◆ EXERCISE DESCRIPTION
Print, from the listing below, the lines starting at the line containing "instance like [687,369]." and ending at the line containing "instance like [733,584].", exactly as they stand, and print nothing else.

◆ RECORDS TO USE
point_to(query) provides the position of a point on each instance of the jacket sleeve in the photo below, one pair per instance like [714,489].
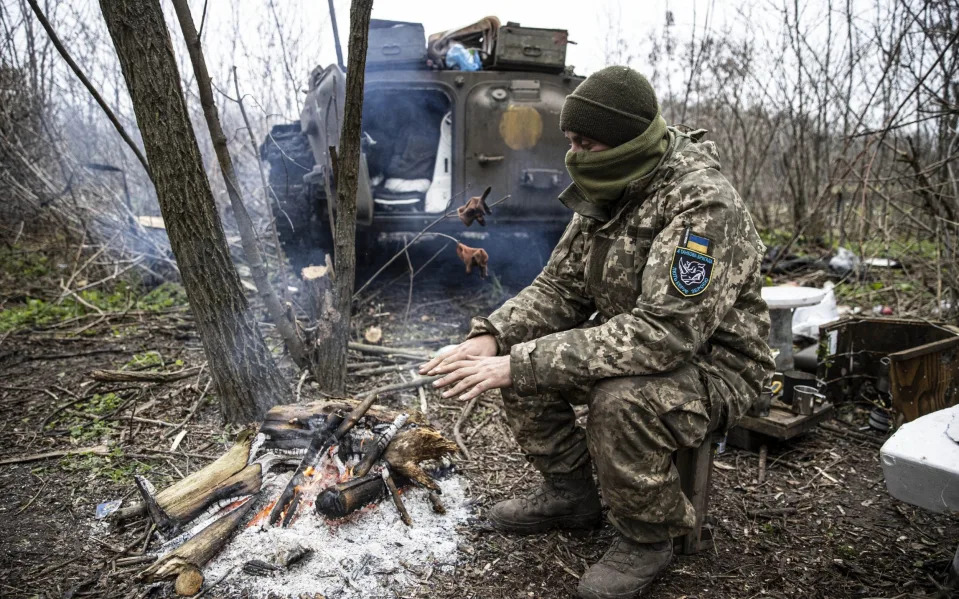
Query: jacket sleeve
[556,300]
[670,322]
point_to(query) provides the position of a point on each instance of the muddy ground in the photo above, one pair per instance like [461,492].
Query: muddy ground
[820,525]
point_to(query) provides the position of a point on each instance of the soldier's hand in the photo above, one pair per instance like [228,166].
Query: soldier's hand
[480,346]
[475,374]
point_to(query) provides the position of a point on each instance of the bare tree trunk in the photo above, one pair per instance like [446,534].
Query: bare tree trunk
[331,351]
[251,247]
[246,377]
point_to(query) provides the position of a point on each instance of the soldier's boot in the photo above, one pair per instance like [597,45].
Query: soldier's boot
[570,502]
[625,570]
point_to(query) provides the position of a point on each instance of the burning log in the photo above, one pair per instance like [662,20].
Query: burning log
[164,523]
[185,562]
[293,426]
[343,499]
[198,486]
[395,494]
[382,442]
[415,445]
[324,438]
[436,503]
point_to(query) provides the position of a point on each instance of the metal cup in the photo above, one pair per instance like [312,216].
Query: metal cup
[805,399]
[760,407]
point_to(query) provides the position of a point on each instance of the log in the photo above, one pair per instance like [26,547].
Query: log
[200,481]
[379,446]
[292,426]
[343,499]
[196,552]
[189,582]
[123,376]
[289,499]
[382,350]
[395,494]
[415,445]
[187,506]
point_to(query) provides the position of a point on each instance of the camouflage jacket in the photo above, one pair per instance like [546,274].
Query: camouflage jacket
[673,273]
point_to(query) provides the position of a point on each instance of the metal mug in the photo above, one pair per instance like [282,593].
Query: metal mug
[806,399]
[760,407]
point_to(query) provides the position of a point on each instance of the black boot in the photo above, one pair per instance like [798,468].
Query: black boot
[625,570]
[560,502]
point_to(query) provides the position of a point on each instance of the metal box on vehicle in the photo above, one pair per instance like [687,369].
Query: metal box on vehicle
[529,48]
[394,43]
[431,139]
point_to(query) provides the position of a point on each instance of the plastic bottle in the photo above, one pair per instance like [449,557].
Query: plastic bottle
[458,57]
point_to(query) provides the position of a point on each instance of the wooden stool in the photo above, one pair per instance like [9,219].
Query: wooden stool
[695,465]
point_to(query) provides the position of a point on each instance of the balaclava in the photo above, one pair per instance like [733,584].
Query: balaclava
[618,107]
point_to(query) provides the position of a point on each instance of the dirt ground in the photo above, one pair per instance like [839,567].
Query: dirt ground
[820,525]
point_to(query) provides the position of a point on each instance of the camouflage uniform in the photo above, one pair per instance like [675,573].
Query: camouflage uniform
[680,345]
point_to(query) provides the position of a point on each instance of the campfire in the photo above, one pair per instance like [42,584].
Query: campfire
[330,497]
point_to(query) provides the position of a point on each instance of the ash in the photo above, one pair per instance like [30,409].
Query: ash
[371,553]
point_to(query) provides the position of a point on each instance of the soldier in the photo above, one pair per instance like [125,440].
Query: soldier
[663,251]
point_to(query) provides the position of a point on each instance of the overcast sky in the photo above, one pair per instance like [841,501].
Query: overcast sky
[587,21]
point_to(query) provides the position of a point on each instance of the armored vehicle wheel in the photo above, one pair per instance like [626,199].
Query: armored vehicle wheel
[303,234]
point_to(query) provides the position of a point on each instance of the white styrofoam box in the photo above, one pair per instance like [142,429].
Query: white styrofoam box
[921,461]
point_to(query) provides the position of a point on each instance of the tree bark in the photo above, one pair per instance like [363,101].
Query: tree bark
[331,351]
[246,377]
[251,247]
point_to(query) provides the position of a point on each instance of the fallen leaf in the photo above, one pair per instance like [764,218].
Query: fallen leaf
[373,335]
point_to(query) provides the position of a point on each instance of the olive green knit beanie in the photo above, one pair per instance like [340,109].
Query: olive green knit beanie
[613,105]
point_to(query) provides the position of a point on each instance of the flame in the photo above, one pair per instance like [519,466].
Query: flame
[262,515]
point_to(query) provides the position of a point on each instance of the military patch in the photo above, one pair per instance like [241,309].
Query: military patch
[692,268]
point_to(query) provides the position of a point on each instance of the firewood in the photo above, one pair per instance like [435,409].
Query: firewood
[436,503]
[344,498]
[196,552]
[123,376]
[200,481]
[191,504]
[395,494]
[292,426]
[189,582]
[415,445]
[379,446]
[321,441]
[163,522]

◆ OUTPUT BELOW
point_to(query) provides the position of a point on each instance of the metal box on vehicle in the photo above, one pair per instance like [687,369].
Query: metal box on vehicle
[529,48]
[394,43]
[431,139]
point_to(query) provides the position of a point on each instance of the plastic bottle in the photo above, one pair per instance like [449,557].
Query: plastic bottle
[458,57]
point_to(query) provides the position of a point on each instance of the wooden stool in the photo above, one pair per instance like [9,219].
Query: wooden stool
[695,465]
point_to(query) provides the position of a point on each instance of the balaclava in the photo above, one pair per instance like [733,584].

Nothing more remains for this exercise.